## Exercise aim
Pictures are to be left out. Copy exactly, and only, the lines from the start of the entries below to the line with "box: [1369, 275, 1600, 295]", both included.

#####

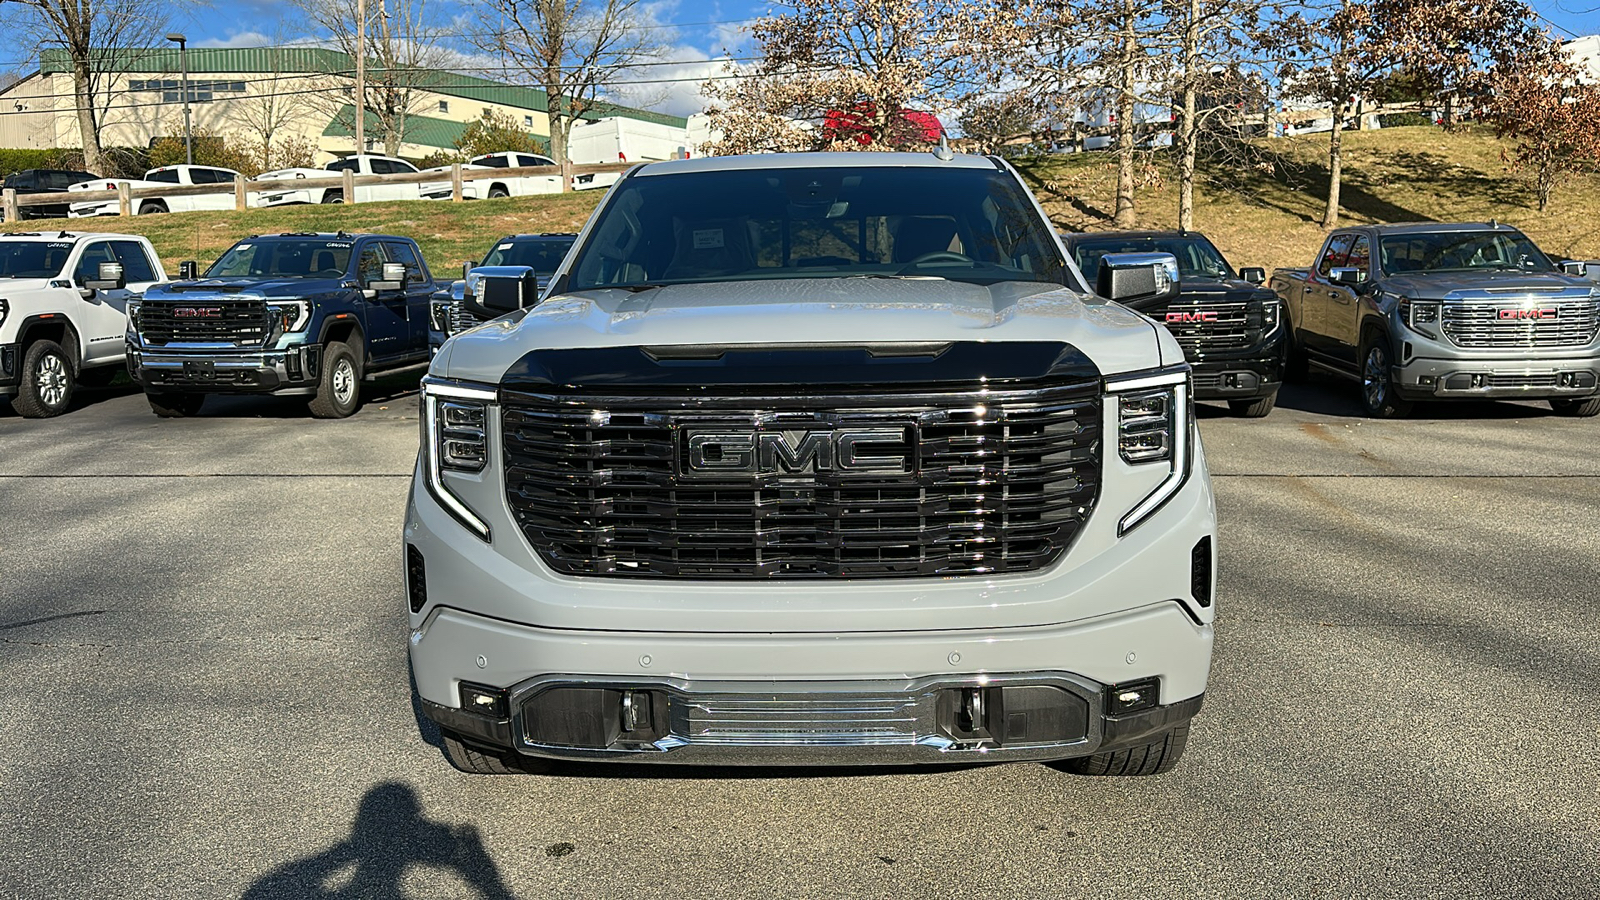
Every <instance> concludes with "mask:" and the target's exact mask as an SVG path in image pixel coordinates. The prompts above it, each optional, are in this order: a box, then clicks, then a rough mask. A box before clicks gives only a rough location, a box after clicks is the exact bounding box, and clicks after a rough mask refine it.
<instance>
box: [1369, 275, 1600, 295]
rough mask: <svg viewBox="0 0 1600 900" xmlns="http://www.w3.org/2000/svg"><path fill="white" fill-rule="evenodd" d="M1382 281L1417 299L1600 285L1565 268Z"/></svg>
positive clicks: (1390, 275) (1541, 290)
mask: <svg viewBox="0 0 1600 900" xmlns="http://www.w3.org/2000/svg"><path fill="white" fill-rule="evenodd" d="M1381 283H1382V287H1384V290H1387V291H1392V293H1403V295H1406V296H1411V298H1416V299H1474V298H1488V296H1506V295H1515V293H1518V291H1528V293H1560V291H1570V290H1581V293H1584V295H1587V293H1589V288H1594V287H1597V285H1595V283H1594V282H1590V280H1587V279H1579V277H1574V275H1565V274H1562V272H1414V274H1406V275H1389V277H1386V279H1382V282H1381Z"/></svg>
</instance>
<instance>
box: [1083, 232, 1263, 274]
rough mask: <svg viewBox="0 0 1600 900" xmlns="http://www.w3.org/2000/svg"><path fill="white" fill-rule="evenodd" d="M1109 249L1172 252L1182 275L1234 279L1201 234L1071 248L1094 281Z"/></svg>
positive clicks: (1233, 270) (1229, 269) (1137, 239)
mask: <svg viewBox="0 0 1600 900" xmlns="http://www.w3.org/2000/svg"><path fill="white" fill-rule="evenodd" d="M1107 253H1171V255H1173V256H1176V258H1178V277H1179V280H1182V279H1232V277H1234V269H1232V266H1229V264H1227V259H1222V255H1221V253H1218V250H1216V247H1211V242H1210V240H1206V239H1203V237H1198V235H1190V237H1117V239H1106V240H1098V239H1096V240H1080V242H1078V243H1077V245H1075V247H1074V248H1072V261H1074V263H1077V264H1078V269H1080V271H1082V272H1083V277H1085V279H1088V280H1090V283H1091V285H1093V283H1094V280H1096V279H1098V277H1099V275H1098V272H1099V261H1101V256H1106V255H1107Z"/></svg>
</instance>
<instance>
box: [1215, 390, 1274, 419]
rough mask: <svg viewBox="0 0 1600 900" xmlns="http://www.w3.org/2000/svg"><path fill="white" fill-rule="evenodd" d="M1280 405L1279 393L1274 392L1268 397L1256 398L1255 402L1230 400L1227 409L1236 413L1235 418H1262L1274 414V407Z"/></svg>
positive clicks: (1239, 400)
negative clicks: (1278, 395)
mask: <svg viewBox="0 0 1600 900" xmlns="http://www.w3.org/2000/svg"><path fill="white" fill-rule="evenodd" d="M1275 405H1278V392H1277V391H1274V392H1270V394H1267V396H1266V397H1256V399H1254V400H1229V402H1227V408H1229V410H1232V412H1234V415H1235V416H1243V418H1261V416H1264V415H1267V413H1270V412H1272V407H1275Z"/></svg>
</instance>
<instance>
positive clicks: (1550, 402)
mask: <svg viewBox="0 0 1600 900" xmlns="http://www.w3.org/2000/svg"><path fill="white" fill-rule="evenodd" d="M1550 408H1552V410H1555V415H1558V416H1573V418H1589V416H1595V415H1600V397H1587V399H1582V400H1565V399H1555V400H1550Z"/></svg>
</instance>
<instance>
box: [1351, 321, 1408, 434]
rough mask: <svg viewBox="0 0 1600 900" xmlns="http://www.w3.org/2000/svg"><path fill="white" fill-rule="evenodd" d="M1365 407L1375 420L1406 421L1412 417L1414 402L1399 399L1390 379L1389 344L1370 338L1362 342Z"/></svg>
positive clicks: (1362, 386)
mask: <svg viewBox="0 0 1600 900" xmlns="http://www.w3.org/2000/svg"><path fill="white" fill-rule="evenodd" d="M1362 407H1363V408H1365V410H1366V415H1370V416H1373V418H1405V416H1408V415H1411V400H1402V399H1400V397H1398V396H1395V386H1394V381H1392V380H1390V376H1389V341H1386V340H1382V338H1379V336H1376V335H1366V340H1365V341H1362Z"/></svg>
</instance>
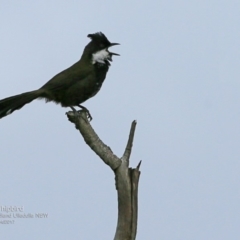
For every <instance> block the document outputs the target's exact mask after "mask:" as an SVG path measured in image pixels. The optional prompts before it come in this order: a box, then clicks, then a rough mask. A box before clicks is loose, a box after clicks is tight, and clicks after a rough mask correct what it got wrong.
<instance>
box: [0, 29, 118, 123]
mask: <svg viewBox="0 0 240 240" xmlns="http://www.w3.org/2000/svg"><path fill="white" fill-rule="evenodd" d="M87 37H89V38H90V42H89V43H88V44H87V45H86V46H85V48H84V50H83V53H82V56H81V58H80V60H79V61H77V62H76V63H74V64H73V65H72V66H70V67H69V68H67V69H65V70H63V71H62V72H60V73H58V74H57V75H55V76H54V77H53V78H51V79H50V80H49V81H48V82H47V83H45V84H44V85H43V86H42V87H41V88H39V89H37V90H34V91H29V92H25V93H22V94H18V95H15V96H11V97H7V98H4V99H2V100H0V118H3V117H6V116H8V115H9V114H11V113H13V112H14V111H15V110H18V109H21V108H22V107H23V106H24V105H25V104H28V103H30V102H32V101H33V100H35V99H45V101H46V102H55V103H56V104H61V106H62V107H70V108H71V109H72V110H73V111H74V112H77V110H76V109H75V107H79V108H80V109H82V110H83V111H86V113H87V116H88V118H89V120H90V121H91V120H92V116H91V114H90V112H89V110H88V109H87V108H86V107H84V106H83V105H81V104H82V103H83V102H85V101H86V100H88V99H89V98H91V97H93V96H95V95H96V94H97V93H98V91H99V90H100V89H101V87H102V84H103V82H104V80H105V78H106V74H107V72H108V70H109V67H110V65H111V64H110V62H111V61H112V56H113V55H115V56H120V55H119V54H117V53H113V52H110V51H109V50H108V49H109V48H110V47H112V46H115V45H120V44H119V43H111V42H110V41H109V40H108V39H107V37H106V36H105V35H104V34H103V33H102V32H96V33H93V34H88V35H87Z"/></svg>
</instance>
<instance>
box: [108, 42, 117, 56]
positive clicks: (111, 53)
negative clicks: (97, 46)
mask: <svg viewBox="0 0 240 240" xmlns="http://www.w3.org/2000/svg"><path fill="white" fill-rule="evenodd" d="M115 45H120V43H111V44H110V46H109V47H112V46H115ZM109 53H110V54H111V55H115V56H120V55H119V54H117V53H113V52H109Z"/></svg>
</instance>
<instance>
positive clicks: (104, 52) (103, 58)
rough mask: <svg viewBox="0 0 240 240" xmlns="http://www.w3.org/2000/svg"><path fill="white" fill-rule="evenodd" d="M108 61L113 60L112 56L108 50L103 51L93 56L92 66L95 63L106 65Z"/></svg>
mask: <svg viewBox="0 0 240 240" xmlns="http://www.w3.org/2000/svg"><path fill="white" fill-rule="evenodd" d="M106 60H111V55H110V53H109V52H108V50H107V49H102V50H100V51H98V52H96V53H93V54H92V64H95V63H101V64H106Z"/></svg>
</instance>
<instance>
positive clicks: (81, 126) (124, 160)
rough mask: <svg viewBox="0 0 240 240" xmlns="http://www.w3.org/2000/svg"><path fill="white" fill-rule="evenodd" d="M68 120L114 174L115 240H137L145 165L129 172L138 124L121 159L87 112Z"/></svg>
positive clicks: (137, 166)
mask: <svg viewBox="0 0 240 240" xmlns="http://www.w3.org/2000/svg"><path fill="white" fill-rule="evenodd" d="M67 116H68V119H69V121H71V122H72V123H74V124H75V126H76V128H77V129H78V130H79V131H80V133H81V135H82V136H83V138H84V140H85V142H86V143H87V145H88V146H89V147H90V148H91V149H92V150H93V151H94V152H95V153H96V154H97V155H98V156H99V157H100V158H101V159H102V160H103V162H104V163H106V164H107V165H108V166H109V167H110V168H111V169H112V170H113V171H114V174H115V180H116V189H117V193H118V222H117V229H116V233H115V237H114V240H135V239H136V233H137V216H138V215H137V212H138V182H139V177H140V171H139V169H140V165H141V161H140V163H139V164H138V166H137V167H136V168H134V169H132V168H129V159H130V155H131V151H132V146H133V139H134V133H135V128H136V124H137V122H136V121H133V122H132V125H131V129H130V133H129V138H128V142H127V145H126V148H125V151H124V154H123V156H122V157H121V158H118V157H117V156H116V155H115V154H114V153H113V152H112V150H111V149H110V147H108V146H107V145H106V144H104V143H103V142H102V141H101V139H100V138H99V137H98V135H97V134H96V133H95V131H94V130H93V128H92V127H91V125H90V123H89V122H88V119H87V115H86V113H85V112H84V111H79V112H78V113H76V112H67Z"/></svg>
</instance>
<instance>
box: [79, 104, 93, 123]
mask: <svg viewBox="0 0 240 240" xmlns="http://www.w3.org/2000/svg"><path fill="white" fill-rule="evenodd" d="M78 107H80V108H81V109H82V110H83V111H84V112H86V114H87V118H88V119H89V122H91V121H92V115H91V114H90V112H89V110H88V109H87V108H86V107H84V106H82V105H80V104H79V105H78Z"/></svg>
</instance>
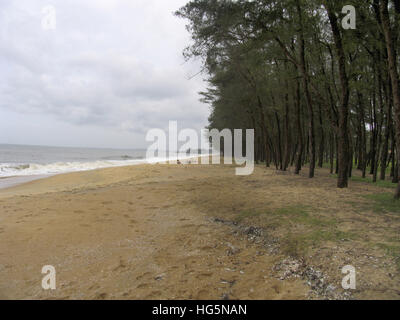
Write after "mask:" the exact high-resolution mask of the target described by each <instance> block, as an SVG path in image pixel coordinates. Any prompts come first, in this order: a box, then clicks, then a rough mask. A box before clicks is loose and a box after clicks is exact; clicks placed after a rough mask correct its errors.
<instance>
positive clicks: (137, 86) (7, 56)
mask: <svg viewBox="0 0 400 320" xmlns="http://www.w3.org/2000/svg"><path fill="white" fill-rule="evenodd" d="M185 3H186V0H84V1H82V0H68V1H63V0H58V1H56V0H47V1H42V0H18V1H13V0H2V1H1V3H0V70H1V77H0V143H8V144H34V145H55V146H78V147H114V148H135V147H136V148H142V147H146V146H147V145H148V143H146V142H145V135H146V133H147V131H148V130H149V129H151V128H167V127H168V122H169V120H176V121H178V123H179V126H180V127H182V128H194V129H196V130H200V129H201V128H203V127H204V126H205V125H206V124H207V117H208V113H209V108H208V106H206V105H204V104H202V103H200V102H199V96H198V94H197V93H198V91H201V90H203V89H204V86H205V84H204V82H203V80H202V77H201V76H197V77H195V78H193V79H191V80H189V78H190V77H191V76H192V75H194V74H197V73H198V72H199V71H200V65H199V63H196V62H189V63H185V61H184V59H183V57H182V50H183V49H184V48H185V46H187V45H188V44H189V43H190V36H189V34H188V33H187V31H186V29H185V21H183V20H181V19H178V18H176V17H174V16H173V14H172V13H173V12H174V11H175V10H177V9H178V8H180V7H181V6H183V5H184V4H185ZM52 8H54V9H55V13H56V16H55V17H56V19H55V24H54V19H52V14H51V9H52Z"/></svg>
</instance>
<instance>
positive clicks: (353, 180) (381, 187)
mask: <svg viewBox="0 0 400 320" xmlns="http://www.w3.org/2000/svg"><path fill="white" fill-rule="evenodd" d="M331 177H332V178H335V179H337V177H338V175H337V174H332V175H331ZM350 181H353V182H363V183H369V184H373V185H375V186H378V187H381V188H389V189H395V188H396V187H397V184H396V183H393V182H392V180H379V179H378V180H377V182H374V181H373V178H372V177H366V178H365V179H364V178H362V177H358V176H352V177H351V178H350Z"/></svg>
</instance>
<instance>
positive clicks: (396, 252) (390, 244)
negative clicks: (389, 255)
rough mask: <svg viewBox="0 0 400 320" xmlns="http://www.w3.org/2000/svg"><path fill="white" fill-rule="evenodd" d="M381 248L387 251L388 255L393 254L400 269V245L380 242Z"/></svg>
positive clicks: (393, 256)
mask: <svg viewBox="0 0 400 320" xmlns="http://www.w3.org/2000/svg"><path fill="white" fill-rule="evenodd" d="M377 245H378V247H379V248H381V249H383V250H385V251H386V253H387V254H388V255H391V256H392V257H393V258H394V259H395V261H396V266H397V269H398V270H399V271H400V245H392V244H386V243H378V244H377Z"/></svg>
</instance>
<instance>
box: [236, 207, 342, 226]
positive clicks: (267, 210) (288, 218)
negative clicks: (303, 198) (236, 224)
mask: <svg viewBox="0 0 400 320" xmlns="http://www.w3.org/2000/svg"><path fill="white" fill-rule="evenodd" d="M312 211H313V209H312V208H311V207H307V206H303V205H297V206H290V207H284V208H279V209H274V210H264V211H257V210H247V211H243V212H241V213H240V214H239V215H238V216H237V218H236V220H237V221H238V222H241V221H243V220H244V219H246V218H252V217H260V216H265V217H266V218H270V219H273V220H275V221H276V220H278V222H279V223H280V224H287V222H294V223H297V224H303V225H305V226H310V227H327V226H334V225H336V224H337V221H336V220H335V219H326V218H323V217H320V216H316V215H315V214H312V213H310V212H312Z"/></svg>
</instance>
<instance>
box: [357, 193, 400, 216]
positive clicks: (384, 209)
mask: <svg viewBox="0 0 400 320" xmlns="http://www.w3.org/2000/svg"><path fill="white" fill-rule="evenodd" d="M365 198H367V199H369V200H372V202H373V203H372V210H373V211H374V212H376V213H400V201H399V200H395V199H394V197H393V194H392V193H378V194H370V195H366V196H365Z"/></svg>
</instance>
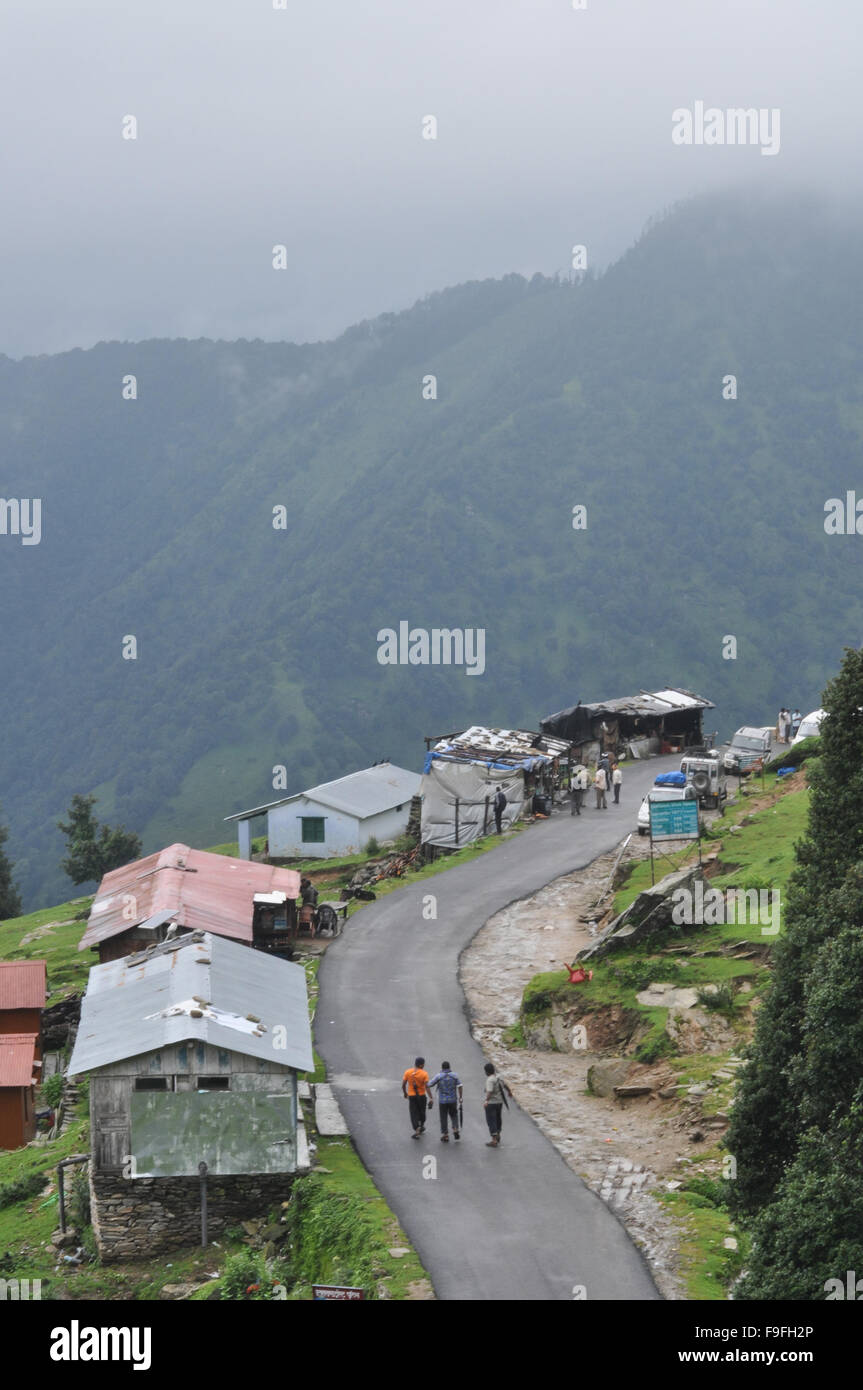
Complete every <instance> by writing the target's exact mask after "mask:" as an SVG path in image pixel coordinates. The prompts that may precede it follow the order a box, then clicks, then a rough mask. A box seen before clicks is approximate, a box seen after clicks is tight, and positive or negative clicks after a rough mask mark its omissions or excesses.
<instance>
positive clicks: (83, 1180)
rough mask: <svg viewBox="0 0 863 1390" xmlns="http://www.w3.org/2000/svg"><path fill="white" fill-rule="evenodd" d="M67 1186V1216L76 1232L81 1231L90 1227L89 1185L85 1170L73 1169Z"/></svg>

#####

## Written reply
Every <instance> concludes with "mask:" and the target's exact mask as an SVG path in image pixel coordinates. The prompts above it, each optional, are in this order: a box, then clicks, then a rough mask. A box before clicks gives only a rough location, a box after clicks is the exact bounding box, and clicks after a rough mask refine it.
<instance>
box: [1369, 275, 1600, 295]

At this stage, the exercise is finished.